Available data:
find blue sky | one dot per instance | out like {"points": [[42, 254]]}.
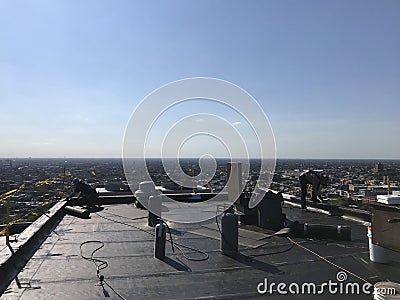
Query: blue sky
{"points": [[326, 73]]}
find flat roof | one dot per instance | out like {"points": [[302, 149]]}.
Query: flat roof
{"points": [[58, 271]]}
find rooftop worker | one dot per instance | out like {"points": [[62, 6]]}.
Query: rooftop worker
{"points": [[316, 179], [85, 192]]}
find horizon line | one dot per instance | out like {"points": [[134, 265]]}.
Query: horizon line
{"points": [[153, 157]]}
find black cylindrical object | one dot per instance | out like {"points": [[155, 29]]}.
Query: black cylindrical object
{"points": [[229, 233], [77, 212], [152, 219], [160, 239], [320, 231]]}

==

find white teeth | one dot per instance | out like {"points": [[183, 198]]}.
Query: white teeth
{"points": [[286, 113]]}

--

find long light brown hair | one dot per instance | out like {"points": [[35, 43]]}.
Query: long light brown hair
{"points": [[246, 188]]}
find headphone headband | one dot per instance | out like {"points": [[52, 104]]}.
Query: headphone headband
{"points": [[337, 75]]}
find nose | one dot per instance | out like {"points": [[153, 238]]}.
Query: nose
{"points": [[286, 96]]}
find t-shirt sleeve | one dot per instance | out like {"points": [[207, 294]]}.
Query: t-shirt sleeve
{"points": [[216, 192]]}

Exercise: What is needed is an exact copy of only the lines above from the one with "find blue sky" to the one with "find rooftop worker", both kept, with every picture left out.

Answer box:
find blue sky | one dot per instance | out like {"points": [[42, 254]]}.
Query: blue sky
{"points": [[326, 73]]}
find flat roof | one dot per instance | out like {"points": [[302, 149]]}.
Query: flat roof
{"points": [[58, 271]]}
find rooftop worker | one dot per instance | out like {"points": [[62, 6]]}.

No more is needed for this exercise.